| Requisitos da tarefa |
Prossiga com o texto sobre Eloy Gutiérrez Menoyo, apresentado abaixo, a partir do ponto em que ele termina.

| Texto apresentado |

Eloy Gutiérrez Menoyo, 68, nasceu em Madri, mas mudou-se para Cuba ainda criança. Após o golpe de Fulgencio Batista, levantou-se contra a ditadura. Criou uma frente de guerrilha, mas logo se desencantou com o rumo da revolução liderada por Fidel Castro.
Mudou-se para os EUA em 1961 e regressou a Cuba, fortemente armado, em 1965, porém foi preso. Após 22 anos de prisão em Cuba, foi libertado e instalou-se em Miami. Em 1995, voltou a Cuba e pediu autorização a Fidel para abrir escritórios de seu movimento, chamado Cambio Cubano (de oposição), na ilha.
Nunca recebeu resposta do ditador. Quase cego, visitou a ilha em agosto passado e decidiu voltar a viver no país, lutando por um espaço na cena política da ilha. Em Havana e em Miami, pouca gente acredita em sua intenção. Leia a seguir trechos de sua entrevista.
 

Pergunta - Qual é o objetivo de sua volta a Cuba?

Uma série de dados
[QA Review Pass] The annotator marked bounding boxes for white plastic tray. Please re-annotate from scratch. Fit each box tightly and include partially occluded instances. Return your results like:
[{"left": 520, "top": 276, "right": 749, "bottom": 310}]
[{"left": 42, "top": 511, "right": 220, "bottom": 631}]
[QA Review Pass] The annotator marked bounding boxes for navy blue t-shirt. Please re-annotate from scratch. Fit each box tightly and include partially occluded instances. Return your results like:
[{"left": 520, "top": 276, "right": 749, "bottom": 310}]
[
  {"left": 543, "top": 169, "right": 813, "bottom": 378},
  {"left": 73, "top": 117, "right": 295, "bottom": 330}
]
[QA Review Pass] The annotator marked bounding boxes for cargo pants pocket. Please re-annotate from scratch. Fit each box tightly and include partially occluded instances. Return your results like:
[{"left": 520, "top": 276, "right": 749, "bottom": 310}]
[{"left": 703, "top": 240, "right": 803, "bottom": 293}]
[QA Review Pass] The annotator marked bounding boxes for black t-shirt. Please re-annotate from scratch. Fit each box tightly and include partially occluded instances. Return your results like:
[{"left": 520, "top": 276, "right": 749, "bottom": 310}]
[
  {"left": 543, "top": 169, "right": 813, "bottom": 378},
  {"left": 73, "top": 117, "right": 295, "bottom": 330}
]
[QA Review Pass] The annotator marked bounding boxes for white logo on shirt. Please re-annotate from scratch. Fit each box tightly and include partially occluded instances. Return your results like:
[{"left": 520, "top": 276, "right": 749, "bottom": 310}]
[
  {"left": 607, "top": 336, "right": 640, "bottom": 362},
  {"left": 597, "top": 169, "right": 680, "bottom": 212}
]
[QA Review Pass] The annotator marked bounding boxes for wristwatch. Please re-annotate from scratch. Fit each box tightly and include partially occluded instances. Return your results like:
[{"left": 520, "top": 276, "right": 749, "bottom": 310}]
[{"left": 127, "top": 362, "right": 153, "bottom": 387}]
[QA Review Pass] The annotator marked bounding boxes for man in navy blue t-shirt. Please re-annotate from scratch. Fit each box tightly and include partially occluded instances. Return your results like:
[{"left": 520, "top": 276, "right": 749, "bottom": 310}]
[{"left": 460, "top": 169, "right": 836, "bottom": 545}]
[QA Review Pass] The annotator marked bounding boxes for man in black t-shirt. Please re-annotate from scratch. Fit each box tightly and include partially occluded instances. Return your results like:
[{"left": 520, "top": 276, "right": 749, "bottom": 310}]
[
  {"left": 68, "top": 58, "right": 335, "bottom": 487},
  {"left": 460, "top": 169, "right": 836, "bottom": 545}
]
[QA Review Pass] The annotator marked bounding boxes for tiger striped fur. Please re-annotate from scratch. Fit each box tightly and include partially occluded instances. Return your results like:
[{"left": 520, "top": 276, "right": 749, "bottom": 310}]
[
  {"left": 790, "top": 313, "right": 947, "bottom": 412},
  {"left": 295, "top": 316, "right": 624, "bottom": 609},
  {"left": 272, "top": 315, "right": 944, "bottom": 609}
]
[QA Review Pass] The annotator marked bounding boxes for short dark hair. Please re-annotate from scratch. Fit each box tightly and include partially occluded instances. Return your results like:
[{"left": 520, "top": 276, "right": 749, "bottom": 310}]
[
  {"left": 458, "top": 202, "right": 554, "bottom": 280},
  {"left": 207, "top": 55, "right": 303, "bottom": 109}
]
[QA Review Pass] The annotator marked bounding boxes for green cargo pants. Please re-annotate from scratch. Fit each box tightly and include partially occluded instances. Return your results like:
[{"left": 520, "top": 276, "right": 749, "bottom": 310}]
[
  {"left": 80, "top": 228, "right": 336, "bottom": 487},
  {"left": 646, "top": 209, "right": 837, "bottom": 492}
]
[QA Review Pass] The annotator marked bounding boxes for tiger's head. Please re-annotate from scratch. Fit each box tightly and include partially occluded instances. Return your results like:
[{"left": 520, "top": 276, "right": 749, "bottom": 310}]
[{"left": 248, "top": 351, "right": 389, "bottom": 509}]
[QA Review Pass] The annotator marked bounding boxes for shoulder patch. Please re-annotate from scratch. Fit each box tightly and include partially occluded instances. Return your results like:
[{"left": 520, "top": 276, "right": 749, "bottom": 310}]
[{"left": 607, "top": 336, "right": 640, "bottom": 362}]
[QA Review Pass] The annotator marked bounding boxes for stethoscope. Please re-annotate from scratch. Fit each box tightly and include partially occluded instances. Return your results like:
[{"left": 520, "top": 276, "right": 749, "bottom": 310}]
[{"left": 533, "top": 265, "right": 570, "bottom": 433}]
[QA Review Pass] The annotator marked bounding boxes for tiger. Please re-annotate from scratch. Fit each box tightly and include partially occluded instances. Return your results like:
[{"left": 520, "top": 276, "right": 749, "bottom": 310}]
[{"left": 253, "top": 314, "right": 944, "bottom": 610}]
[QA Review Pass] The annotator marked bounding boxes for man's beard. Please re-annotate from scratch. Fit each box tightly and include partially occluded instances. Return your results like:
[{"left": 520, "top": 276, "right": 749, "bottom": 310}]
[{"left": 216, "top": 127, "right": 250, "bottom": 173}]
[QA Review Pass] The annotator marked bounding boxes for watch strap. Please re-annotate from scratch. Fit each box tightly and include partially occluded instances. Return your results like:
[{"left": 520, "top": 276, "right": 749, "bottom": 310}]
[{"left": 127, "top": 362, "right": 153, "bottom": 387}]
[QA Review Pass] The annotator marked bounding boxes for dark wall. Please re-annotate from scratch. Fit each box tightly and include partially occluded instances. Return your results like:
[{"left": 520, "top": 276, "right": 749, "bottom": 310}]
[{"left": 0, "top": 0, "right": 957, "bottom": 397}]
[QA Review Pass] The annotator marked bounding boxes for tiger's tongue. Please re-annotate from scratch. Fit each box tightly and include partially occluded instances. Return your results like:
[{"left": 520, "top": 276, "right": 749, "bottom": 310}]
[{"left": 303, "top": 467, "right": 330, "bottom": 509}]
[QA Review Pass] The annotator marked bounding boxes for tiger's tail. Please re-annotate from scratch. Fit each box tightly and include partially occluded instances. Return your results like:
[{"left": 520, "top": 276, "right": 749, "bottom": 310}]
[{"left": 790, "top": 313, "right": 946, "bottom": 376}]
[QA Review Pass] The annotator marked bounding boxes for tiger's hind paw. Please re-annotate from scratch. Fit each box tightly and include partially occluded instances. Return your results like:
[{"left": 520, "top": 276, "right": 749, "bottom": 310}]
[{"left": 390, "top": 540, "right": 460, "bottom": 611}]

| A resposta |
Eloy Gutiérrez Menoyo -
Primeiro, minha intenção é obter o direito de viver em Cuba. Não estou infringindo nenhuma lei, creio ter o direito de viver em meu país, já que sou cubano. Segundo, busco um espaço legal para a oposição independente cubana. Sou contrário a uma intervenção e a todas as formas de manipulação por parte de governos estrangeiros, que têm seus próprios interesses.

Pergunta - O sr. pretendia voltar a Cuba dessa forma desde quando?
Gutiérrez Menoyo -
Fazia três anos. Mas, à época, tive de sofrer uma operação oftalmológica e não pude voltar. Pretendia fazê-lo em abril passado, quando o governo previa permitir uma reunião de exilados moderados aqui, mas esse encontro foi cancelado após a prisão dos dissidentes.

Pergunta - Em 1995, Fidel nem respondeu a seu pedido para abrir escritórios de seu movimento em Cuba. É realista pensar que isso será possível agora?
Gutiérrez Menoyo -
Penso que, se for possível abrir esse espaço legal para a oposição, isso servirá de princípio para resolver os outros problemas cubanos. Se fosse inteligente, o governo aproveitaria minha presença aqui para fazê-lo.
Num momento de isolamento, isso seria bom para mudar a imagem do governo aos olhos da União Européia e do restante do mundo. Os EUA poderiam apoiar uma solução do gênero, pois uma extrema direita cheia de ódio seria um fator de desestabilização para o processo democrático.

Pergunta - Muitos exilados dizem que o sr. entrou em acordo com o governo. O que o sr. pensa disso?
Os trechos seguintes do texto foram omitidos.